All businesses should invest in marketing. From online ads to radio slots, marketing helps to spread the word about your product or service. When done well, it builds your brand and broadens your reach.

Conducting a continual re-evaluation of your marketing strategy is important. Trends come and go and customers change. What works one month might bomb the next. Businesses that fail to evolve die.

Marketing is no different. In a couple of decades, the field has shifted from offline ads to online ads and it’s now a lot harder to make an impression in an overcrowded crowded marketplace. This is where the benefits of appealing to your target customer’s emotions can pay dividends.

What is emotional marketing?

There are some adverts that really resonate and speak to our emotions. The Real Beauty campaign from Dove was a bonafide tear-jerker. Its message was: “you are more beautiful than you think”. You can watch it here if you missed it the first time around.

As part of the Dove campaign, a police sketch artist drew two portraits of various women: one based on how they described themselves and the other based on how a stranger described them. All of the women focussed on aspects of their appearance they didn’t like whereas the stranger saw them as a whole.

The results were very telling. Many of the women were moved to tears when they realised how much they put themselves down.

This is a great example of emotional marketing.

The Always brand’s “Like a Girl” campaign is another. It encouraged girls to break stereotypes, be themselves, and follow their passions. This campaign won many awards, as well as a lot of media attention.

How does this help you and your brand?

The online and offline world is awash with advertising in many forms. Every time we click on a website or turn on the TV, we are bombarded with ads; some subtle, others less so. It’s really hard for brands to stand out.

Emotional advertising is very effective in this regard. It taps into a consumer’s emotions, which holds their attention and influences their purchase decisions. And let’s not forget, modern consumers have a very short attention span!

If you can tap into a consumer’s emotions, they are more likely to buy your product/service. Emotions have a greater influence on us than cold, hard logic. This is why we buy chocolate when we are feeling sad – even though we know it’s bad for us.

How to use emotional marketing

Think about how you want your product/service to make a consumer feel. Research has shown that inciting different emotional reactions can lead to different outcomes.

  • Happiness encourages people to share content with their friends and family.
  • Fear causes people to see your brand as a shining beacon of light in a mad, bad world.
┄┄┄┄┄┄┄┄┄┄┄┄┄┄┄┄┄┄┄┄
TASK REQUIREMENTS =>
Carry on the piece about emotional marketing, starting right after its last bullet point.

SUPPLIED DATA =>
┄┄┄┄┄┄┄┄┄┄┄┄┄┄┄┄┄┄┄┄
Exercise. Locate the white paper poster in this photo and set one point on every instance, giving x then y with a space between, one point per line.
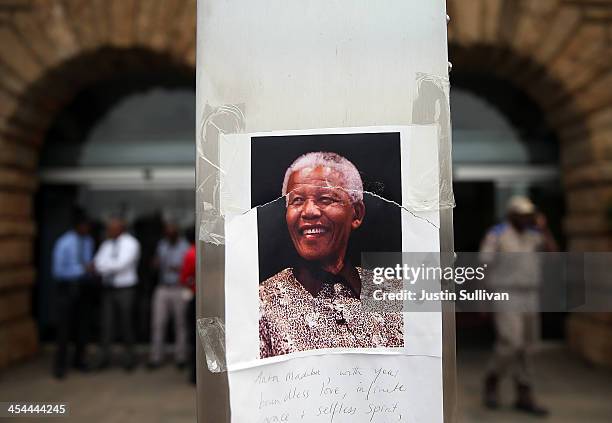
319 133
┄┄┄┄┄┄┄┄┄┄┄┄┄┄┄┄┄┄┄┄
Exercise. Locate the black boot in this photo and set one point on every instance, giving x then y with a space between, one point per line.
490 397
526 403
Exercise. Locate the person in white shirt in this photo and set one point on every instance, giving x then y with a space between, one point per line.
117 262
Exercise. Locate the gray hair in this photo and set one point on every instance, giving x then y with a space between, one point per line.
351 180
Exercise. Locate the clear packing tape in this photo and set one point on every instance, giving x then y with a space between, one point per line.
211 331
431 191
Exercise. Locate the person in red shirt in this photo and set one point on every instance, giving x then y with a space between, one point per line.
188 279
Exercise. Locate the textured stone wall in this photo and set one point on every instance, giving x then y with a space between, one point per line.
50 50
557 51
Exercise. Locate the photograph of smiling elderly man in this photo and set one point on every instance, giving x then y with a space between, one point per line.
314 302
┄┄┄┄┄┄┄┄┄┄┄┄┄┄┄┄┄┄┄┄
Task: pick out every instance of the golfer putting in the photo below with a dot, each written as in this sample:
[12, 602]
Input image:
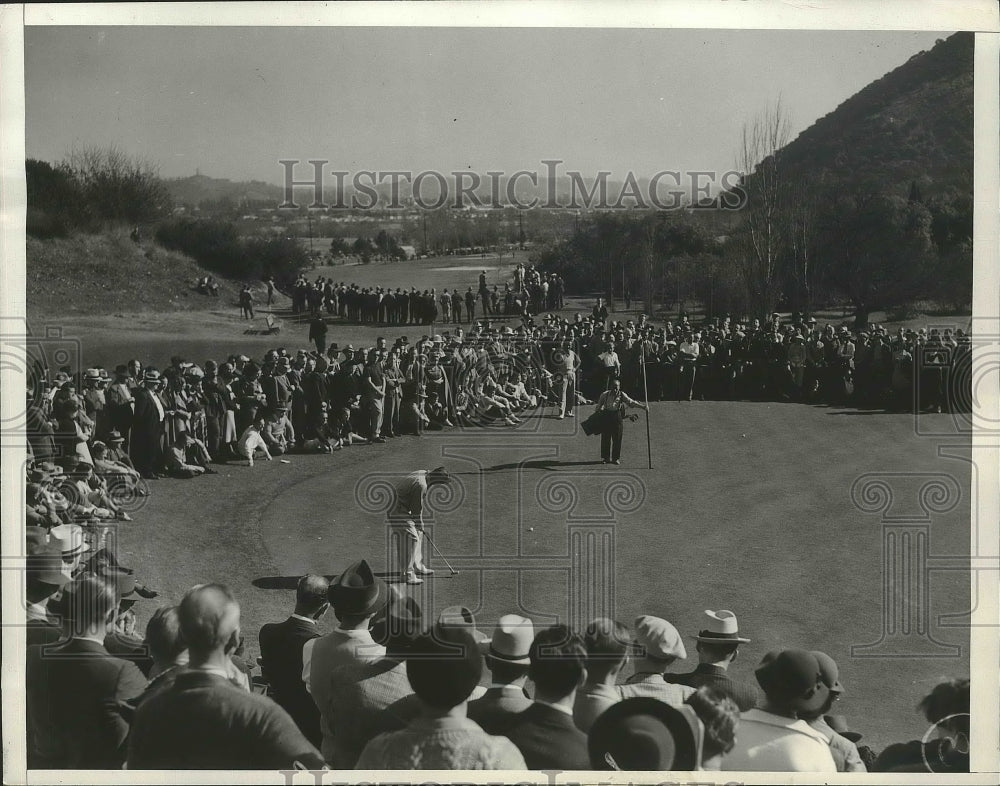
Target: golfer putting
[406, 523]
┄┄┄┄┄┄┄┄┄┄┄┄┄┄┄┄┄┄┄┄
RESULT OF THE TASK =>
  • Sadness leads to empathy and altruism
  • Anger can generate viral content, which is why provocative tweets are far more likely to go viral

By tapping into these emotional responses, you can generate much better results from your advertising campaigns.

Colour theory

Use colour to trigger an emotional response. Red is associated with love, passion, and excitement whereas green is linked to health and nature and black with corporate branding.

Storytelling

Telling a story is another way to connect with your audience. You can reach your target audience by chronicling a story they can relate to. Remember the Gold Blend adverts? The Gold Blend couple fell in love over the course of the ad series, and Nescafe sold a lot of coffee in the process.

Inspire your audience

Red Bull gave us wings and helped their audience believe in the impossible. Arguably, Lynx did the same for a lot of nerdy men.

Start a movement

The ‘Like a Girl’ ads fall into this category, by inspiring a generation of women and girls to break gender stereotypes. The Aussie Metro Trains “Dumb Ways to Die” campaign was another huge hit, thanks to a healthy dose of black humour. It helped spread the message to young people that playing around trains was not a smart thing to do.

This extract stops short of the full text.